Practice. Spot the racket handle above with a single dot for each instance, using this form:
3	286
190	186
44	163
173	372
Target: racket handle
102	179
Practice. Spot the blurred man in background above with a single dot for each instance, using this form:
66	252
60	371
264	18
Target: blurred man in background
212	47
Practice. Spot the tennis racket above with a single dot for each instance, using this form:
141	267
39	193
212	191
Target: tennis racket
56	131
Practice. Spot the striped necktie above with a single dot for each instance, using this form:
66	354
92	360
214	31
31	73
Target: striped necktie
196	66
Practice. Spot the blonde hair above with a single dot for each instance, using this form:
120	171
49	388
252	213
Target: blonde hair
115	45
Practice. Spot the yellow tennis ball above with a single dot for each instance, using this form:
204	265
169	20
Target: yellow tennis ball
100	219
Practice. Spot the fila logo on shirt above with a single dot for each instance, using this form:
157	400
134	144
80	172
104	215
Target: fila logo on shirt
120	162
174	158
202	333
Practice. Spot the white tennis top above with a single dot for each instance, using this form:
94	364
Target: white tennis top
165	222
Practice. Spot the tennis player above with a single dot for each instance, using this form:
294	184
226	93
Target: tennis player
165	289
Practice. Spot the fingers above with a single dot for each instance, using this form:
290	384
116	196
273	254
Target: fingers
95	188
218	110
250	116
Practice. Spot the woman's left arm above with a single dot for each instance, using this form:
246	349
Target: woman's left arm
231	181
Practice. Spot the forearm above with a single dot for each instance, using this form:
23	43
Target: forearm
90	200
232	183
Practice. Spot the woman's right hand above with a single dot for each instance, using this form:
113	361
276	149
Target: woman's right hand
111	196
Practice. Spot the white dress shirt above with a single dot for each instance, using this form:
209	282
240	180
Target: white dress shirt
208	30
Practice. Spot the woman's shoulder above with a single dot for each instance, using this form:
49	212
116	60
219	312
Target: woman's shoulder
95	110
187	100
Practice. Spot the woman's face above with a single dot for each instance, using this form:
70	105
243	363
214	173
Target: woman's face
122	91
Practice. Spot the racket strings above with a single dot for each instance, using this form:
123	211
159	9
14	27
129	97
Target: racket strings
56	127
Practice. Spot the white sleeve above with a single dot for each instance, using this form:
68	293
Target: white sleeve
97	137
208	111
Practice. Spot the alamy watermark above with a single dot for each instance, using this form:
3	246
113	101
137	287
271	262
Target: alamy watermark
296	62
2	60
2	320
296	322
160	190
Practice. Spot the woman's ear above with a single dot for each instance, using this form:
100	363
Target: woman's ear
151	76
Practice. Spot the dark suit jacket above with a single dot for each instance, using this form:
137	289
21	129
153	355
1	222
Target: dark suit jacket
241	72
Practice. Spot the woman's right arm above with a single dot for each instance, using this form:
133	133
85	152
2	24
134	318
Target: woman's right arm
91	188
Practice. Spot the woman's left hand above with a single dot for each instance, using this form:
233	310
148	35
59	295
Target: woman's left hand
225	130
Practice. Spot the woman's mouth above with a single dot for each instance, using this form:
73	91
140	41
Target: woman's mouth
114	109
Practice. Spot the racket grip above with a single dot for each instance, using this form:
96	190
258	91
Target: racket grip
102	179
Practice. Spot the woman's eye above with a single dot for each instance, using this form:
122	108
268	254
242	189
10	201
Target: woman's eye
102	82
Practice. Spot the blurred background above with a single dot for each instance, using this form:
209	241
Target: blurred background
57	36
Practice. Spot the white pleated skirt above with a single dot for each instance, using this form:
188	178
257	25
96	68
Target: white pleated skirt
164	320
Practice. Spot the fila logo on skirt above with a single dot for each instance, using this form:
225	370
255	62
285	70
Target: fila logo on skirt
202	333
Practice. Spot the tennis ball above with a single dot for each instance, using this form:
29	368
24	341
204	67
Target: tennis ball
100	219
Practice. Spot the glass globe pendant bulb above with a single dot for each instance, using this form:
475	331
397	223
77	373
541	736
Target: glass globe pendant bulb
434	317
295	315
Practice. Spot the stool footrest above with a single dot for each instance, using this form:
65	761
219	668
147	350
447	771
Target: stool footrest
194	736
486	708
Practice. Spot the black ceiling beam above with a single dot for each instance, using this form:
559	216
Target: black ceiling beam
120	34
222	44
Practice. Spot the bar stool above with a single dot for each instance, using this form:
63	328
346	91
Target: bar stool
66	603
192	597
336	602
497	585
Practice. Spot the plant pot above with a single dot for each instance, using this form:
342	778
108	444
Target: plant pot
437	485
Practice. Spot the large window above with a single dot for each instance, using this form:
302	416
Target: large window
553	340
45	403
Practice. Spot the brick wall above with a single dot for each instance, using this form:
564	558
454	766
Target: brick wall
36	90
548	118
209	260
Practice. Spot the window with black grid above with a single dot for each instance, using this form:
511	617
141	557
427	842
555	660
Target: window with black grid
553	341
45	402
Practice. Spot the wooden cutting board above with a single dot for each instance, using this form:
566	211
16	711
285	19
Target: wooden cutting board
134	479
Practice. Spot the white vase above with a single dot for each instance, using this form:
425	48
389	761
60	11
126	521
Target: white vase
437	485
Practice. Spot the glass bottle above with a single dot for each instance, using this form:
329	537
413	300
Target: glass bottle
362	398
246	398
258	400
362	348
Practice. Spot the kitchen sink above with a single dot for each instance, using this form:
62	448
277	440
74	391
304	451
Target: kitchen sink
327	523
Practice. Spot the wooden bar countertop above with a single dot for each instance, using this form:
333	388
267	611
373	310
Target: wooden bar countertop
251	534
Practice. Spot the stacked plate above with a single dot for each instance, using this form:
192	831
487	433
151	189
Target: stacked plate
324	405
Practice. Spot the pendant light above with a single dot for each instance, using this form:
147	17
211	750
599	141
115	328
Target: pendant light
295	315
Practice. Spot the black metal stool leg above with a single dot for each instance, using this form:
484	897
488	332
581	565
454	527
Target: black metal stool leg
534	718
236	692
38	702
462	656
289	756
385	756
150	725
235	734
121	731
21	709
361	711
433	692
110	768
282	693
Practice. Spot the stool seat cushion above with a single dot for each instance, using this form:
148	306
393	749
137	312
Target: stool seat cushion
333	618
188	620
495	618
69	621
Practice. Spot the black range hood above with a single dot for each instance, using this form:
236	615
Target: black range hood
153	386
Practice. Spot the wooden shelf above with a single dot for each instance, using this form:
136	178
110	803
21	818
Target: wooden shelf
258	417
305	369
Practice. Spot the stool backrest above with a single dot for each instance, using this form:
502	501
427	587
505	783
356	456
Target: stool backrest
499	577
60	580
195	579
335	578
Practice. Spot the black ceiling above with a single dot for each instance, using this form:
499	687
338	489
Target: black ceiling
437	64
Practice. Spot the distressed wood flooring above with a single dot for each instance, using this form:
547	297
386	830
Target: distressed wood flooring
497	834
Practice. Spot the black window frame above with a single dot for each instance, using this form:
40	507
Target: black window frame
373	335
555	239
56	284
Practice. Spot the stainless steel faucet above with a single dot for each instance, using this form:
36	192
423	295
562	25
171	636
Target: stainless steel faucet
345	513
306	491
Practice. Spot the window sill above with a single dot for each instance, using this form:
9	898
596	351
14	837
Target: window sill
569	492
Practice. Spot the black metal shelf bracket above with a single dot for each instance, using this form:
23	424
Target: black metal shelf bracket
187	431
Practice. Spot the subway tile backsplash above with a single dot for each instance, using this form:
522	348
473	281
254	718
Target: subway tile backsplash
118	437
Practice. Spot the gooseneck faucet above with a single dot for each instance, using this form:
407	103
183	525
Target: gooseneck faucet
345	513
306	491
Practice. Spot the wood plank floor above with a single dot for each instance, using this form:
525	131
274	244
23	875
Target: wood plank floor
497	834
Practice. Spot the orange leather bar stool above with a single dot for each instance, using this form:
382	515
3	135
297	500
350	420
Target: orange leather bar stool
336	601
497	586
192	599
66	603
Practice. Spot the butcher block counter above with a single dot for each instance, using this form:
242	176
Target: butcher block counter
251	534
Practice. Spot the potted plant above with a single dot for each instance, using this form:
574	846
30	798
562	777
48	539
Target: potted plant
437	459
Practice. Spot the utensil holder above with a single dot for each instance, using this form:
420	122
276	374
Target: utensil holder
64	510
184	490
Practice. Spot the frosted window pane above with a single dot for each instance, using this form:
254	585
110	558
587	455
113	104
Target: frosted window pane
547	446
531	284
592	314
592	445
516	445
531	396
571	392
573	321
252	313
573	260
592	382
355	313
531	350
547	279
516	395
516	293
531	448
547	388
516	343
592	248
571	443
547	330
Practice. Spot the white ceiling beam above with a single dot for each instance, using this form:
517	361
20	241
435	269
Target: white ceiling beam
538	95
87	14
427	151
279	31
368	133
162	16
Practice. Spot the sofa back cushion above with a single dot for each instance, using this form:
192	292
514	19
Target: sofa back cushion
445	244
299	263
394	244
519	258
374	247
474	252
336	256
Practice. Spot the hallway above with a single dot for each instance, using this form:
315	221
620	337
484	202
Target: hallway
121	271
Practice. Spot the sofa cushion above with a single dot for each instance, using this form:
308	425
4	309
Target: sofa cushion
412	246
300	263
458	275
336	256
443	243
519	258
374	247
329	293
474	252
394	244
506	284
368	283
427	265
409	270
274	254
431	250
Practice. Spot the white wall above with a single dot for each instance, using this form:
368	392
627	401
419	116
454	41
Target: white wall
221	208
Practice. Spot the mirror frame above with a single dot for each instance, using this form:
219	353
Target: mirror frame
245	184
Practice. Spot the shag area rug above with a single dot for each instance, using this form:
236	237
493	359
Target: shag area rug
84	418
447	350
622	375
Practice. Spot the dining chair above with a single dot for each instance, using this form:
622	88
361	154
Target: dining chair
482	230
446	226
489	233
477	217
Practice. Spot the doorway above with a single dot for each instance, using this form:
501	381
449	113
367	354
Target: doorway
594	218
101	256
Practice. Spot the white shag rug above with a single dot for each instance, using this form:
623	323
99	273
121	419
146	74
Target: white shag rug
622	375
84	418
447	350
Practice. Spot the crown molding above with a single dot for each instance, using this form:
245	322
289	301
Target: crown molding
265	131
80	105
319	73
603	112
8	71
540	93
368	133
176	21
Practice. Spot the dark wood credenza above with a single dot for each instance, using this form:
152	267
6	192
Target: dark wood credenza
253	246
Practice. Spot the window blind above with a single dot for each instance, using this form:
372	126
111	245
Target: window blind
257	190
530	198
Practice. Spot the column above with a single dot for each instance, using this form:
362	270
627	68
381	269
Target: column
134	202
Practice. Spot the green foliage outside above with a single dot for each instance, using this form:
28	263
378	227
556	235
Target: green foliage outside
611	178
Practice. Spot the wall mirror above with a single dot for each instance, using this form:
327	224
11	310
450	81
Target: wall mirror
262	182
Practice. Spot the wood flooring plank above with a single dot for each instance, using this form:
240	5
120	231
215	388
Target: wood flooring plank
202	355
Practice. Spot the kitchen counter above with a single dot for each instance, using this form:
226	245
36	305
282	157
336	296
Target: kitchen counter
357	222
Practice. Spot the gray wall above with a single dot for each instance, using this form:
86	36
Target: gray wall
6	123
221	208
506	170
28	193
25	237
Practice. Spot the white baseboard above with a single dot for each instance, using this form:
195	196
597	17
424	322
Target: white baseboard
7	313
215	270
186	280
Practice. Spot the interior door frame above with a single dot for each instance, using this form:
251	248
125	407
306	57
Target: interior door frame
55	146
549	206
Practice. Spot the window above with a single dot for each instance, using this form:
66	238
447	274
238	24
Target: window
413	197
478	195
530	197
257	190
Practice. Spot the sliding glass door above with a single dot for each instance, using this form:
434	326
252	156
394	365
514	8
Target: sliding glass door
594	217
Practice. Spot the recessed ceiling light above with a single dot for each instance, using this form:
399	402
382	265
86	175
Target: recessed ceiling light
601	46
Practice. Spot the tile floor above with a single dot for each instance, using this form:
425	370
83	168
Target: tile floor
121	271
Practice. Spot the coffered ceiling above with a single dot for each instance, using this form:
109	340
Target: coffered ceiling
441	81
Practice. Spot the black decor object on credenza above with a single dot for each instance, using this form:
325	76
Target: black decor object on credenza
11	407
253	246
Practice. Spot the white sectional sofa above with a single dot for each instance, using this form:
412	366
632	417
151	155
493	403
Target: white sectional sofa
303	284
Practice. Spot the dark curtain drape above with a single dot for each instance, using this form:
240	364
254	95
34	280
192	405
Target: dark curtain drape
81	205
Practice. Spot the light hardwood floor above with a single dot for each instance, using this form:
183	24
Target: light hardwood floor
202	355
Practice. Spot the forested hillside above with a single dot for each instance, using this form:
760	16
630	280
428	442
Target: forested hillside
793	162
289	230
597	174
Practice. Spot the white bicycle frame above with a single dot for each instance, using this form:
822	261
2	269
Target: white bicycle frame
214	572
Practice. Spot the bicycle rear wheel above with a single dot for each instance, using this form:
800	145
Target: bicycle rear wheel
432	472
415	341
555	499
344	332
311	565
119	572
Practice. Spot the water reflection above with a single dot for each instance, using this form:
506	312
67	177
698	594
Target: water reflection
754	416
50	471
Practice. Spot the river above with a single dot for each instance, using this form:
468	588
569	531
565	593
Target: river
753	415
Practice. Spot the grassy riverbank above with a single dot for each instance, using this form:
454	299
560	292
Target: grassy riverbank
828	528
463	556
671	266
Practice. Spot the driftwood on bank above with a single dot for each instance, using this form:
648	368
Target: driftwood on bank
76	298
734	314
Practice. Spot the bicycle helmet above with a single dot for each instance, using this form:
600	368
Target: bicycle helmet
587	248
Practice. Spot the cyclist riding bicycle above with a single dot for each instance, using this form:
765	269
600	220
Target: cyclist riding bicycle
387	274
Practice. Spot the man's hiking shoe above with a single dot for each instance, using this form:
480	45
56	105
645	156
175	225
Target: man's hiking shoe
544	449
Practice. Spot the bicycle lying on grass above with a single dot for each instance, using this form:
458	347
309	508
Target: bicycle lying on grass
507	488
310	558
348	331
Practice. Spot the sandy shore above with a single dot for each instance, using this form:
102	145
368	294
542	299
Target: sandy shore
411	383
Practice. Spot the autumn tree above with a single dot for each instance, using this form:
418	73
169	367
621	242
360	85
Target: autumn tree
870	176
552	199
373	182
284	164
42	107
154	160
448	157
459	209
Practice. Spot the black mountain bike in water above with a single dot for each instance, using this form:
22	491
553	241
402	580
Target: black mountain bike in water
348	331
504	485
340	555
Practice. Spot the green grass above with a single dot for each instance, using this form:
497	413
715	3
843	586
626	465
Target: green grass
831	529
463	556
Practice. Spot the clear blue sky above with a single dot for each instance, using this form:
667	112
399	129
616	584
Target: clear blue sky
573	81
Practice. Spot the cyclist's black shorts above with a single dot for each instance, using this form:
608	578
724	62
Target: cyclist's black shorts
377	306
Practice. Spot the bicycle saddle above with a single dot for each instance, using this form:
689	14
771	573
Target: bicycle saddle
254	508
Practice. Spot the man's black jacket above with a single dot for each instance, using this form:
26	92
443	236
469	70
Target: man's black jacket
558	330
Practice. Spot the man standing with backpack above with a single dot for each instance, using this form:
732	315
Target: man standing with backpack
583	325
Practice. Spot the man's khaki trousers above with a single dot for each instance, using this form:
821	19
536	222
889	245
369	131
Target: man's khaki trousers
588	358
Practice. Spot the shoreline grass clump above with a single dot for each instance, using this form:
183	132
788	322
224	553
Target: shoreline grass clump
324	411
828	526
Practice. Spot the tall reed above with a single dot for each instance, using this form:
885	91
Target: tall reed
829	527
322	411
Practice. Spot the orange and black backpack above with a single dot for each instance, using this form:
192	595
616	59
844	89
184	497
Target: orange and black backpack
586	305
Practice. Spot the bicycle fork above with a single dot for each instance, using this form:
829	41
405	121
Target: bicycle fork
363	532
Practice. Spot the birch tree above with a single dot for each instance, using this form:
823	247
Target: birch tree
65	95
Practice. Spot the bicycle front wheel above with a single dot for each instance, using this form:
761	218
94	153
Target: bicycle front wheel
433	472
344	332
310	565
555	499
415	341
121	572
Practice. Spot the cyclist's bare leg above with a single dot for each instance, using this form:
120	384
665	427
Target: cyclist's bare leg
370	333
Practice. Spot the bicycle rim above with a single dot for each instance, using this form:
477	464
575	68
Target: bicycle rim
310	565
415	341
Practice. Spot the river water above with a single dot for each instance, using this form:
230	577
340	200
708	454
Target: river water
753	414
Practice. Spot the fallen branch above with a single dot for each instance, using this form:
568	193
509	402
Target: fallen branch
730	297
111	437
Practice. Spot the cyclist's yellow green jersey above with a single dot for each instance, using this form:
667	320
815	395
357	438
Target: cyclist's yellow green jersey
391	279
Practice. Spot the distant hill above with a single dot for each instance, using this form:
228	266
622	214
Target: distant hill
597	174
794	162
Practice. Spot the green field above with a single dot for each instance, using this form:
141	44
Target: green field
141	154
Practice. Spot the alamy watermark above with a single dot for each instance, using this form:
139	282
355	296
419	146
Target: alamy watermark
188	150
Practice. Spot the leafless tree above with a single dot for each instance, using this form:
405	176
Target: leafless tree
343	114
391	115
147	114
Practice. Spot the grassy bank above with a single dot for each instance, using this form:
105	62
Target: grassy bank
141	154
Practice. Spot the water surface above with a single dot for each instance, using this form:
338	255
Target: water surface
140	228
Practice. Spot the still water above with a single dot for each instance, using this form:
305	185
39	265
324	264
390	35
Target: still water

**What you will do**
How many of the lines in the listing above carry the word "still"? Respond with that number alone.

**Result below**
2